DATA EXTRACT: Begin
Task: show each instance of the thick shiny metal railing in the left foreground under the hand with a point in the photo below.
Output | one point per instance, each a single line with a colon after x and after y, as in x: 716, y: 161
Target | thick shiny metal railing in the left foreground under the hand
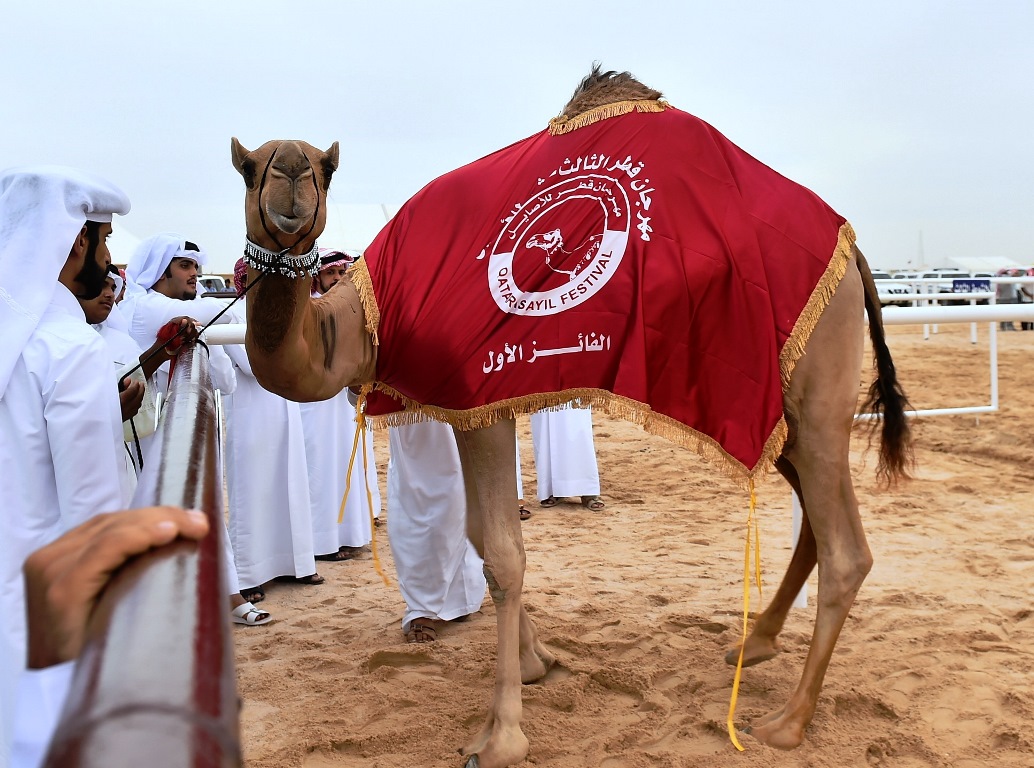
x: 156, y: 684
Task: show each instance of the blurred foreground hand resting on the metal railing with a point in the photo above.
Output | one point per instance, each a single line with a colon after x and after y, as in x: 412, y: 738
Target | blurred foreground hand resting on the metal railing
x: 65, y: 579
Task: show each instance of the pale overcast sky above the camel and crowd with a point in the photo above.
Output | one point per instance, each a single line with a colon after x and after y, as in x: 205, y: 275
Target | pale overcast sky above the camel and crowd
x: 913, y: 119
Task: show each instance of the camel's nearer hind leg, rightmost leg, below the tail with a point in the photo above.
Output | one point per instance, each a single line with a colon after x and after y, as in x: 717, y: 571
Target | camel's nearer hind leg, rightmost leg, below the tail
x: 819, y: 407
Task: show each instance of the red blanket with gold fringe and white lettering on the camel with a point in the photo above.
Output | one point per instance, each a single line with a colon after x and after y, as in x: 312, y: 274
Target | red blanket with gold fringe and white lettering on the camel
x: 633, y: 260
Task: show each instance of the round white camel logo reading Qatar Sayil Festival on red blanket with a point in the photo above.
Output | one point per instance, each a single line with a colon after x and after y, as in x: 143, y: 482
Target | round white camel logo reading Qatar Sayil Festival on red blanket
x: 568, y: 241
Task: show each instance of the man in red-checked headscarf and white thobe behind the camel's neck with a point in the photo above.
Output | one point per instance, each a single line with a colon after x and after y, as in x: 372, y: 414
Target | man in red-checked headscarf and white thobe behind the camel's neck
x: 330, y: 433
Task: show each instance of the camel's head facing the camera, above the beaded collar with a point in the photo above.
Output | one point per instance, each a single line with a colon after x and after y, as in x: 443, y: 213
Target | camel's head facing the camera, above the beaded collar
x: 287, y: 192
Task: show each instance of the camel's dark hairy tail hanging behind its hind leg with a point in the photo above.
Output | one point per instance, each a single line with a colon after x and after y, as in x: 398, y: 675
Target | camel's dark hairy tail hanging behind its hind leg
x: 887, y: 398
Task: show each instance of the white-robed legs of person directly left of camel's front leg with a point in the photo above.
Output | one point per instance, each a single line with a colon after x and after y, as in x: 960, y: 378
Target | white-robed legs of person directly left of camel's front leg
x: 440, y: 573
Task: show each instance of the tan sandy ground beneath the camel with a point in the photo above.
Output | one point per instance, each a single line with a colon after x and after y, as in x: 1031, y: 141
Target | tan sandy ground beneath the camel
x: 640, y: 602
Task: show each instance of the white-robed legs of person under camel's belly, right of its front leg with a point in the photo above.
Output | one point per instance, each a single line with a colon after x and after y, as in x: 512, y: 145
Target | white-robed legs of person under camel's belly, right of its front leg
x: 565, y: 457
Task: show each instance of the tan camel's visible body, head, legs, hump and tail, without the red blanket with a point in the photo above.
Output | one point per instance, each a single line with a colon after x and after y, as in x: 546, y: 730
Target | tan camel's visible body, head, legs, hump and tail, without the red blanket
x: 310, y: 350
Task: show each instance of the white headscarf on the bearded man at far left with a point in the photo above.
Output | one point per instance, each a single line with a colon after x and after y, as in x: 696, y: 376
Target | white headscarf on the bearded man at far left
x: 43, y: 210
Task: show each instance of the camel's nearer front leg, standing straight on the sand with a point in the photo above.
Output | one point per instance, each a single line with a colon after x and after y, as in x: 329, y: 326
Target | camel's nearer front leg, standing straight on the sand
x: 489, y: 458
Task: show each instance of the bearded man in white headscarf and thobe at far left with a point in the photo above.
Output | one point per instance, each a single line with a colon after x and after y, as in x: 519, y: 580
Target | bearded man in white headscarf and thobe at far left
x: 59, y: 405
DATA EXTRACT: End
* [WHAT TO DO]: First drop every picture, then print the data above exactly as it stands.

* [OUTPUT FOR THIS TASK]:
Task: show each instance of the thick shiny metal railing in the left foreground under the hand with a point in the photo below.
Output | one point per instance, each a single line with a colon after x and after y, as in x: 716, y: 161
Target | thick shiny metal railing in the left foreground under the hand
x: 156, y: 684
Task: show each instance of the blurred foreground hand resting on the metal railing with a point in the photo above.
Output | one point per instance, each a single line with a colon after x and after y, as in x: 412, y: 738
Target | blurred foreground hand resting on the metal railing
x: 65, y: 579
Task: show each instance of the pale overcast sky above the camel and crowd with a point in the photo above.
Output | one point per instance, each a single line with a colon after x and after y, as in x: 205, y: 275
Target | pale overcast sky above the camel and crowd
x: 913, y: 119
Task: show each instance of the camel's nearer hind leg, rightmost leg, below the tail with a point in the photo above.
Output | one point per instance, each a single line with a colon after x and after y, as in x: 717, y: 571
Target | camel's nearer hind leg, rightmost leg, below the tail
x: 819, y: 407
Task: show each instance of the red blanket with gold fringe and white lettering on the camel with a point in the photo above.
Output | one point per instance, each a single line with a colon after x and after y, as in x: 312, y: 274
Target | red blanket with gold fringe and white lettering on the camel
x: 633, y: 260
Task: show each instance of the round white camel logo reading Qatar Sayil Festival on red blanket with a point in the photo above.
Output | one point per instance, each a single line with a colon after x and after y, as in x: 143, y: 482
Target | round white camel logo reading Qatar Sayil Festival on red blanket
x: 568, y: 241
Task: show each instance of the man in red-checked headscarf and white thobe behind the camel's neck with a point in the photo above.
Output | one point per instance, each a single line with a colon after x and after y, as in x: 372, y: 414
Target | man in red-checked headscarf and white thobe behind the camel's neck
x: 330, y: 433
Task: show each instance of the camel's head facing the camera, above the beaded collar with a point in the photo above.
Output | one point per instance, each a single line with a colon after x and after y, as in x: 443, y: 213
Target | camel's head facing the camera, above the beaded collar
x: 287, y: 192
Task: show each instance of the camel's dark hairy tail hanging behind its hind leg with a point in the photo above.
Output | one point per instance, each a single line with a colon after x and after y, as in x: 398, y: 675
Target | camel's dark hairy tail hanging behind its hind leg
x: 887, y: 398
Task: show each instance of the white-robed legs of person directly left of camel's front leg with a point in the photo above.
Output | one point per instance, each a single line with a colon after x and after y, as in x: 960, y: 378
Target | white-robed legs of person directly left of camel's front leg
x: 440, y: 573
Task: show each instance of the tan sandy ground beneath the camel with a point in the photo above.
Output | one point per instance, each a single line with a colon after x and after y, as in x: 1031, y: 141
Target | tan sandy ground beneath the camel
x: 640, y: 602
Task: show each instance of the white-robed legs of person under camel's belly, right of its front leg with a point in the photo above.
Output | one point per instance, each a single line with a colon after x and after y, as in x: 512, y: 145
Target | white-robed legs of person under camel's belly, right of its front leg
x: 565, y: 457
Task: show each instance of the tan camel's visible body, head, legs, hump and tail, without the red blanket with a point in the photo above.
Output | one point per instance, each a single line with a colon after x and after y, as in x: 546, y: 730
Target | tan camel's visible body, head, legs, hump and tail, without the red blanket
x: 310, y: 350
Task: show each instance of the white headscarf on the bearded man at far left with a point in the photo above.
Output | one point per instance, each a single line with a colon after x and after y, as in x: 696, y: 376
Target | white headscarf on the bearded man at far left
x: 43, y: 210
Task: show each instance of the camel's nearer front leg, standing straight on the sand with a point in the photo above.
Output | one point per instance, each a single line with a colon after x and after y, as in x: 329, y: 326
Target | camel's nearer front leg, standing straight on the sand
x: 489, y: 458
Task: show each instance of the bearded man in white headscarf and thobe at far left with a point in the photo above.
Output | one point per instance, each a single line with a colon after x and after y, as in x: 519, y: 580
Target | bearded man in white headscarf and thobe at far left
x: 59, y: 405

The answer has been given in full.